- Instructions to follow -
Restate the records in their entirety, word for word.

== Working data ==

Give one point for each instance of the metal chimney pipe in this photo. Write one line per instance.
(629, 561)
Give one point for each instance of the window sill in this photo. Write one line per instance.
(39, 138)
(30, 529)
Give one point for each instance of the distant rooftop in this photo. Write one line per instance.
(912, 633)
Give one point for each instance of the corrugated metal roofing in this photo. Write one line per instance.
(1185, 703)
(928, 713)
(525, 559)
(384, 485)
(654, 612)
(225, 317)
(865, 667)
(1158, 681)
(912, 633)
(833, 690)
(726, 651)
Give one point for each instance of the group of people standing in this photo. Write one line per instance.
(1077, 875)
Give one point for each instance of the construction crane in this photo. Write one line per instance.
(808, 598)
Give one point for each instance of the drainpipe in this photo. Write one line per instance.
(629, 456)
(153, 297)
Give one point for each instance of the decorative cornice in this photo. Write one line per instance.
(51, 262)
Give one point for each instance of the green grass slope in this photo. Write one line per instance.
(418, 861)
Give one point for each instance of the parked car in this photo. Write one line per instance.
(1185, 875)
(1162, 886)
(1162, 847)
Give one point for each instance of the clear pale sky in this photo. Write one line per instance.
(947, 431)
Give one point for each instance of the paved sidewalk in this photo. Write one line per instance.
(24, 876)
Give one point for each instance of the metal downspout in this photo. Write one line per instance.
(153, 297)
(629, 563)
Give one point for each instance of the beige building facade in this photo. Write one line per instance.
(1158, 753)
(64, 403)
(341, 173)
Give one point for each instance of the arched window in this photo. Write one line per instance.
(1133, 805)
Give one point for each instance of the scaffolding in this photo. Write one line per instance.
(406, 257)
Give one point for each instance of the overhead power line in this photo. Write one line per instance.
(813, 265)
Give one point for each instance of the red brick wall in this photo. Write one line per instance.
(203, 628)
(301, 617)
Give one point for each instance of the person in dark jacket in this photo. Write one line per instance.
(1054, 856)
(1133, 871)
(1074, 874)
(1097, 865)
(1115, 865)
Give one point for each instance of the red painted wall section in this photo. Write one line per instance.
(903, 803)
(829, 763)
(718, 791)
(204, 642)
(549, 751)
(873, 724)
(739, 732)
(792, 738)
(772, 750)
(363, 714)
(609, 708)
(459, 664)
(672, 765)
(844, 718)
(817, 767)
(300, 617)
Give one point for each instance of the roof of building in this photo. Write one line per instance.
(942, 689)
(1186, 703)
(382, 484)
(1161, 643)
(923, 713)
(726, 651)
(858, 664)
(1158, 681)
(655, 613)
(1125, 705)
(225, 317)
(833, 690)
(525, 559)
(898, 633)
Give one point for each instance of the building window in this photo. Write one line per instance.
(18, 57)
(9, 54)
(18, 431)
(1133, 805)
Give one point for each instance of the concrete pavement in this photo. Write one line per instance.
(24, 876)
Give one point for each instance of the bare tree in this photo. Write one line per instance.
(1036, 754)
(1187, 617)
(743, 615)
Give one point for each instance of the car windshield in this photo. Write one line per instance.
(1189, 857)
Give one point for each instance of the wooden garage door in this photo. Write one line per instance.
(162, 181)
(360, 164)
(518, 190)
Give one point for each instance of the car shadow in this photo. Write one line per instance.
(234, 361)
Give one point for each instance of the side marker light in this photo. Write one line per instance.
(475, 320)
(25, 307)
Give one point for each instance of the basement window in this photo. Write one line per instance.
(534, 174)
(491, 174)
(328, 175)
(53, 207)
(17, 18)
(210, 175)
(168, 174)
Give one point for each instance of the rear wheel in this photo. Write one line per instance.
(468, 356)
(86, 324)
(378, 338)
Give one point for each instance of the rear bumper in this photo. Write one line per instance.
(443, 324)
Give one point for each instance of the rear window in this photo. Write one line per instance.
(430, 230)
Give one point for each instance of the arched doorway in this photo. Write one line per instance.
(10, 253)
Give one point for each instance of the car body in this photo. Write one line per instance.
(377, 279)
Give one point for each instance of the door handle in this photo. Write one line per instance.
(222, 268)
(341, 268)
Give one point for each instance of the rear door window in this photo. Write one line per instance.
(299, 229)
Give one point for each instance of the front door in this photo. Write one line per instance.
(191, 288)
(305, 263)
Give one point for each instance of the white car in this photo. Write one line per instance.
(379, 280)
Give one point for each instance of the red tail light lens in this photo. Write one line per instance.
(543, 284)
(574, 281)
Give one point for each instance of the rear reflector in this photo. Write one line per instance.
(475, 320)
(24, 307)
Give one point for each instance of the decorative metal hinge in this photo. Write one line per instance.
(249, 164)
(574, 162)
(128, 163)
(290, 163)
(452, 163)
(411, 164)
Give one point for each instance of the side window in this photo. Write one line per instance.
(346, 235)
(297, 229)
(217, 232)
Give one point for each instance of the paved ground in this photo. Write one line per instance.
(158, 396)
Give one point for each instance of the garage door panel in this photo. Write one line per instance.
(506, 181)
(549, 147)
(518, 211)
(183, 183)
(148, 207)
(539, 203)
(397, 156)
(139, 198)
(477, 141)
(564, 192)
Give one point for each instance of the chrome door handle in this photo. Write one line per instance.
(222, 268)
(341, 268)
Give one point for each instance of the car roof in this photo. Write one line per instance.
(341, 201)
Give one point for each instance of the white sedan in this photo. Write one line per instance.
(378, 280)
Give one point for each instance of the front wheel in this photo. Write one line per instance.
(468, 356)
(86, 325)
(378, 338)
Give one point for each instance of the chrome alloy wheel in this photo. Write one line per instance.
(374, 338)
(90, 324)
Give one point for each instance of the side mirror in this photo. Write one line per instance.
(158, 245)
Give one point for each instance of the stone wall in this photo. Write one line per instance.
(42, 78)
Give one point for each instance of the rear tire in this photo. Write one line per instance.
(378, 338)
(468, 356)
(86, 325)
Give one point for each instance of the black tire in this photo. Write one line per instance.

===

- Written response -
Give one point for each instance of the metal chimney pipe in this photo. Write one line per instance.
(629, 561)
Give one point for each instance of the window sill in this photo. Write one line per instance.
(39, 138)
(30, 529)
Give one point for each instance of the distant rooftop in this photo. Write one line per instance.
(912, 633)
Give one point for each instance of the corrugated metal roofing in this photo. Write one line per instance.
(1185, 703)
(928, 713)
(525, 559)
(384, 485)
(654, 612)
(225, 317)
(865, 667)
(1158, 681)
(912, 633)
(833, 690)
(726, 651)
Give one point for each instance of the group of people standing in this photo. Write one line per instance.
(1077, 875)
Give one point for each instance of the construction crane in this photo. Write one line per instance.
(808, 598)
Give one point for each instance of the drainpipe in this photo. Write one line per instance.
(629, 456)
(153, 297)
Give one point for each instance of the decorative cornice in this photo. Write one line per instance.
(51, 262)
Give one point for each instance of the green grass slope in this photo. Write one line per instance.
(418, 861)
Give one point for each instance of the parked car in this photo. Write one line per instance.
(1185, 875)
(1162, 886)
(1162, 847)
Give one point for each instance of the clear pale sky in this photo. Write one line per instance.
(947, 431)
Give one point for each instance of the paved sidewalk in this photo. Write one line per instance.
(24, 876)
Give one point for each instance of the metal downspout in this photo. Write one line per instance.
(153, 297)
(629, 563)
Give one point for each instance of the beige building facade in this photo. Write one line per instance.
(1158, 753)
(64, 403)
(341, 173)
Give one point for each instance of the arched window in this photo. Write one line per instance.
(1133, 805)
Give one point for each instance of the scaffolding in this photo. Write one line per instance.
(406, 257)
Give one point for each instance of the overhead power line in this photo. Write one line per instance.
(813, 265)
Give one point for each instance of the red brick wall in this photo. Write one line per instance.
(203, 628)
(301, 617)
Give one point for each instance of the person in dark jacket in this photo. Write one line per instance.
(1054, 856)
(1133, 871)
(1074, 874)
(1097, 865)
(1115, 865)
Give one point for each instance of the red painted wall section in this photo. Write one line per instance.
(903, 803)
(829, 763)
(718, 791)
(204, 642)
(549, 751)
(873, 724)
(739, 732)
(792, 738)
(772, 750)
(363, 714)
(609, 708)
(459, 664)
(672, 765)
(844, 718)
(817, 767)
(300, 617)
Give one point for each instance of the roof of building in this photo. Write one line per instance.
(942, 689)
(1186, 703)
(382, 484)
(1161, 643)
(923, 713)
(726, 651)
(858, 664)
(1158, 681)
(655, 613)
(1125, 705)
(225, 317)
(833, 690)
(525, 559)
(898, 633)
Give one point for each instance of the building window in this photo. Write one line per instance.
(18, 57)
(9, 54)
(18, 431)
(1133, 805)
Give one point for each instance of the concrete pavement in this photo. Write one line per instance.
(24, 876)
Give one point for each instance of the bare tree in this photo. Write one line per instance.
(1036, 754)
(1187, 617)
(743, 615)
Give one point for each instance of the car windshield in this photo. Write one line per instance.
(1189, 857)
Give one point for each instance of the wooden garage door in this photo. Write one line per instance.
(162, 181)
(360, 164)
(518, 190)
Give one point for each instance of the car shadow in this photo. Write one line per instance.
(234, 361)
Give one point for each instance of the side marker light in this photo. Write one line per instance.
(475, 320)
(25, 307)
Give one point for each instance of the basement window in this photo. Write one line per instance.
(534, 174)
(491, 174)
(328, 175)
(53, 207)
(17, 18)
(210, 175)
(168, 174)
Give one point for each instance of the rear wheel in this photo. Write one line per instance.
(468, 356)
(86, 324)
(378, 338)
Give one point for each instance of the rear bumper in this photo. Write one line per instance.
(443, 324)
Give one point for each instance of the rear window in this photo. Write one line per instance.
(430, 230)
Give one point for each instance of the arched doorway in this photo. Write one line per instance.
(10, 253)
Give one point for each instance of the car body in this photo. Write one line per instance.
(377, 279)
Give one point for each instance of the door handle in this photo. Write one line per instance.
(222, 268)
(341, 268)
Give one point for each instance of the rear door window in this photo. Write one line per instance.
(299, 229)
Give one point for each instance of the front door in this photo. Write one line per instance.
(191, 288)
(305, 263)
Give one point for each instance of the white car in this photo. Write one line per instance.
(379, 280)
Give one point for each instance of the red tail light lens in this photo. Write one line per instance.
(543, 284)
(574, 281)
Give one point for each instance of the rear reflector in this photo. Write one line per instance.
(475, 320)
(24, 307)
Give one point for each instance of the decorative metal hinge in this photo. Write one line per instance.
(249, 164)
(574, 162)
(128, 163)
(290, 163)
(452, 163)
(411, 164)
Give one point for each instance of the side window in this photo. Write one line per instance.
(346, 235)
(297, 229)
(217, 232)
Give one point for each instance of the paved ground in this photo. Write one line per instance.
(158, 396)
Give one point for each instance of the garage door panel in this photo. Write one line per instance.
(506, 181)
(549, 147)
(518, 211)
(183, 183)
(148, 207)
(539, 203)
(397, 156)
(139, 198)
(477, 141)
(564, 192)
Give one point for each instance of the chrome door handle in this photo. Write one line per instance.
(222, 268)
(341, 268)
Give one point for each instance of the car roof in this photo. Write one line per instance.
(341, 201)
Give one point for each instance of the white sedan in this photo. Write one line per instance.
(378, 280)
Give one point for each instance of the front wheel in this photo. Write one line per instance.
(468, 356)
(86, 325)
(378, 338)
Give one point for each instance of the chrome alloy wheel in this photo. Write one line per instance.
(374, 338)
(90, 324)
Give one point for each instance of the side mirror in this photo. Write one line per instance.
(158, 245)
Give one point for each instance of the stone wall in this photo. Write one line per instance.
(42, 78)
Give one point for each instance of the rear tire in this photo. Write one line per instance.
(378, 338)
(468, 356)
(86, 325)
Give one point for each instance of the black tire in this photo. Write one line per instance.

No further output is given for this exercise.